Challenge: Transcribe the entries below exactly.

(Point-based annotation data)
* * * * * * *
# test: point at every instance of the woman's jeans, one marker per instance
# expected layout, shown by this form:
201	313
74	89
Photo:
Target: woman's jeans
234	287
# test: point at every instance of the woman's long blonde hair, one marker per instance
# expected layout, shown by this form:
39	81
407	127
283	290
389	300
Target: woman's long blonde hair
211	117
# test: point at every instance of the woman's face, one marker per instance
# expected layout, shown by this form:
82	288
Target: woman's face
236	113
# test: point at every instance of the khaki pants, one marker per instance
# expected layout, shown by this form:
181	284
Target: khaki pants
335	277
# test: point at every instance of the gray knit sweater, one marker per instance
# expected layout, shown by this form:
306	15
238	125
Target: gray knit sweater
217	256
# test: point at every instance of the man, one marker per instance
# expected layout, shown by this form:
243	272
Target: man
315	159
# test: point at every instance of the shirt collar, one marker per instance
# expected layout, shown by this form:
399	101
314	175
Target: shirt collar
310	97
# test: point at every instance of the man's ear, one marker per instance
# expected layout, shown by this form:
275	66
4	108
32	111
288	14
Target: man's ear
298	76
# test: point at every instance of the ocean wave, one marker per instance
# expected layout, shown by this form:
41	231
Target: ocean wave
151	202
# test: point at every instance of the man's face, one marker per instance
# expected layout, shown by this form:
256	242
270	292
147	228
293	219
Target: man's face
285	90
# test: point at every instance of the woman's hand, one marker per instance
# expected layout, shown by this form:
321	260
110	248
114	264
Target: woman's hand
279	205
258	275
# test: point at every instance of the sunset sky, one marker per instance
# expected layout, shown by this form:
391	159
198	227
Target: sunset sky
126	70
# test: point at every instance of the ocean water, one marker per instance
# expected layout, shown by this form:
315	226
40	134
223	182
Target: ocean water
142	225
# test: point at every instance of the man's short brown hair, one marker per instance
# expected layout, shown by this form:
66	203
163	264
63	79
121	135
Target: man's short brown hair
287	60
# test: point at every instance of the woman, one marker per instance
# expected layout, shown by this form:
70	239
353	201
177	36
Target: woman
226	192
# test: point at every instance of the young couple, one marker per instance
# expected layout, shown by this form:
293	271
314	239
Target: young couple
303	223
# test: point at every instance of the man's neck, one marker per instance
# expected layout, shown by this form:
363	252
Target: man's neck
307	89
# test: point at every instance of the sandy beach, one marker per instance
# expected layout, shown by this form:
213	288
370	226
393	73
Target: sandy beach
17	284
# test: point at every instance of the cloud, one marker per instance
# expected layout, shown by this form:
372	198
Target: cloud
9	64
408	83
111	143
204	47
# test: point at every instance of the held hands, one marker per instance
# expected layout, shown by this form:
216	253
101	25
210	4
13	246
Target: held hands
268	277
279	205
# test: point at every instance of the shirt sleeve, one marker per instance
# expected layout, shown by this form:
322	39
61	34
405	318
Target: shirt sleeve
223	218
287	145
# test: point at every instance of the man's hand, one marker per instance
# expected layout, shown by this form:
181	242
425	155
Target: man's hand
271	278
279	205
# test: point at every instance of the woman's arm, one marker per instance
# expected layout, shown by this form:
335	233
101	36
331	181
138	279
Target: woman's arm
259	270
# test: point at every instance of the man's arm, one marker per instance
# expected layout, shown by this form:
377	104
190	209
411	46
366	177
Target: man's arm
* * * * * * *
Complete response:
# test: point at every instance of the woman's jeans, one marker per instance
# expected layout, shown by this form:
201	313
74	89
Photo:
Target: woman's jeans
234	287
# test: point at every instance of the woman's long blonde hair, one marker per instance
# expected layout, shown by this form:
39	81
407	127
283	290
389	300
Target: woman's long blonde hair
211	117
# test: point at every instance of the woman's face, one marker per instance
# expected layout, shown by this form:
82	288
Target: woman's face
236	113
# test: point at every instance of the khaki pants, one marker per instance
# expected layout, shown by this form:
181	284
Target: khaki pants
335	277
# test: point at every instance of the gray knit sweater, one marker per instance
# expected layout, shown by this form:
306	15
238	125
Target: gray knit sweater
217	256
# test: point at every instance of the man, one marker per instance
# expected layout, shown by this form:
243	272
Target: man
315	159
# test: point at every instance of the shirt collar, one marker per instance
# expected layout, shown by this form:
399	101
314	175
Target: shirt collar
310	97
# test: point at every instance of the man's ear, one marker per instance
# expected layout, shown by this form:
275	66
4	108
32	111
288	14
Target: man's ear
298	76
# test: point at every instance of the ocean wave, one marker per instance
# expected layout, shown by this form:
41	231
Target: ocean wave
151	202
# test: point at every instance of the man's face, one marker per instance
# expected layout, shown by this form:
256	242
270	292
147	228
293	219
Target: man's face
285	90
# test: point at every instance of the woman's hand, one marker per instance
# expected layout, shown by this form:
321	260
110	248
114	264
Target: woman's hand
279	205
258	275
# test: point at every instance of the sunset sky, one marker per instance
# expected layout, shown by this form:
391	159
198	227
Target: sunset sky
126	70
# test: point at every instance of the ocean water, one marker per instance
# expected layout, shown by this form:
315	226
40	134
223	182
Target: ocean water
142	225
# test: point at every instance of the man's short brown hair, one marker per instance
# expected layout, shown by this form:
66	203
163	264
63	79
121	135
Target: man's short brown hair
287	60
# test: point at every instance of the woman, one marker per instance
# expected layout, shown by this form:
70	239
353	201
177	36
Target: woman
226	192
# test: point at every instance of the young couple, one marker per instance
# expected layout, shown by this form:
293	271
314	239
Target: young couple
303	223
# test: point at every instance of the man's neck, one marker per instance
# expected layout, shown by this form:
363	252
Target: man's neck
307	89
# test: point at every instance of the sandy beach, one marker per instance
# expected layout, shown by this form:
213	288
370	226
393	73
Target: sandy beach
17	284
# test: point at every instance of the cloud, one marker per instance
# expected layout, shown by this form:
372	198
Target: cloud
9	64
408	83
111	143
204	47
# test: point at every instance of the held hands, one marker per instance
# expected layout, shown by this form:
216	253
101	25
210	4
13	246
Target: held hands
268	277
279	205
# test: point at every instance of the shirt sleeve, one marker per instance
# expected layout, shown by this form:
322	39
61	34
405	318
Target: shirt sleeve
223	218
287	145
# test: point at every instance of the man's hand, one marker per instance
# expected layout, shown by this form:
181	242
425	155
Target: man's hand
271	278
279	205
# test: point at every instance of the woman's arm, one marker per instance
# expected layout, shown by this form:
335	233
101	36
331	181
138	279
Target: woman's arm
259	270
# test: point at every instance of the man's arm, one marker per instance
# expected layout, shown by this form:
377	104
190	209
411	46
366	177
Target: man's arm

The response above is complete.